▶ **EXERCISE GOAL**
Put the lines below into a numbered list with blank lines dropped, starting with the line that contains "of the blue" and going on through the last line.

▶ **MATERIAL**
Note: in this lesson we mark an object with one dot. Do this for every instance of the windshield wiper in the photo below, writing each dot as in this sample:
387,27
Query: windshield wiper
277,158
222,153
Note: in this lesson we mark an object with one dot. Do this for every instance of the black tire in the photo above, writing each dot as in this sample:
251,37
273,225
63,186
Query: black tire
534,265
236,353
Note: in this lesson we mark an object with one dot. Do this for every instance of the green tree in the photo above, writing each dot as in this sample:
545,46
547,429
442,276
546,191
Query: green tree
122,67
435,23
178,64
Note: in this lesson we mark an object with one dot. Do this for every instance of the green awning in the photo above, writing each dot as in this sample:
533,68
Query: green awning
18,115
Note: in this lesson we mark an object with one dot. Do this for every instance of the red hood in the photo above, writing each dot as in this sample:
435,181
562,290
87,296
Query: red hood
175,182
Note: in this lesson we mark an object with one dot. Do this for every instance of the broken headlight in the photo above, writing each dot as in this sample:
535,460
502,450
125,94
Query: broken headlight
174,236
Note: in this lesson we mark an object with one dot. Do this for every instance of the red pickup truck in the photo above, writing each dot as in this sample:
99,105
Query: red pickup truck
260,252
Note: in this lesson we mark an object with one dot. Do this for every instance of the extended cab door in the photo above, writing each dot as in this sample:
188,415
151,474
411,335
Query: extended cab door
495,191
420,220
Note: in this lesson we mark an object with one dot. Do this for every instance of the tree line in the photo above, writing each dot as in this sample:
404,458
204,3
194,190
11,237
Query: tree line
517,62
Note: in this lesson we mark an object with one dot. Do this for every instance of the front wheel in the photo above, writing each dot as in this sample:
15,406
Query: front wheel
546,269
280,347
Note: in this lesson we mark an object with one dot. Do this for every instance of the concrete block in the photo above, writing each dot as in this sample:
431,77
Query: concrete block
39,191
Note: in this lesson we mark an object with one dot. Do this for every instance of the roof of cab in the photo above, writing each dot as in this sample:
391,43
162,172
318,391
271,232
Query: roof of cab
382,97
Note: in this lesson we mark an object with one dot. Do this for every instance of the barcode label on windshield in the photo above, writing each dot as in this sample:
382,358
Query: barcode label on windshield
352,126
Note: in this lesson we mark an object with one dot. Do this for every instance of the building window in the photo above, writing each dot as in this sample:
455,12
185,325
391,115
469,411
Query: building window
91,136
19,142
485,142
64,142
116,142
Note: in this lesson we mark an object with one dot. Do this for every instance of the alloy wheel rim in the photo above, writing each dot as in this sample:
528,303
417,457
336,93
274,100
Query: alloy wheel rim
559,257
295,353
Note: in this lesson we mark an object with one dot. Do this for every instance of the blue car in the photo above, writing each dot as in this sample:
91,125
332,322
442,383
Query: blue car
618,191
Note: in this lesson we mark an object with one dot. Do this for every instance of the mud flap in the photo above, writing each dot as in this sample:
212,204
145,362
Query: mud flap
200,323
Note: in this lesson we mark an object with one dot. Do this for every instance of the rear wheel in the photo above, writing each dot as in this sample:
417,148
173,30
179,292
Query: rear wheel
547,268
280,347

▶ **CORRECT ANSWER**
1. Note: in this lesson we mark an object with one dot. Do this for every instance of the blue car in the photo above, writing each dot as in this sample:
2. 91,125
3. 332,322
4. 442,383
5. Query: blue car
6. 618,191
7. Note: in this lesson we mark an object with one dot. Do this for every instance of the mud flap in the photo above, writing each dot as in this sample:
8. 212,204
9. 145,362
10. Query: mud flap
11. 200,323
12. Note: in this lesson we mark an object with one dot. Do this for every instance of the rear wheel in the photo above, writing each dot as in this sample:
13. 417,148
14. 173,30
15. 179,292
16. Query: rear wheel
17. 547,268
18. 280,347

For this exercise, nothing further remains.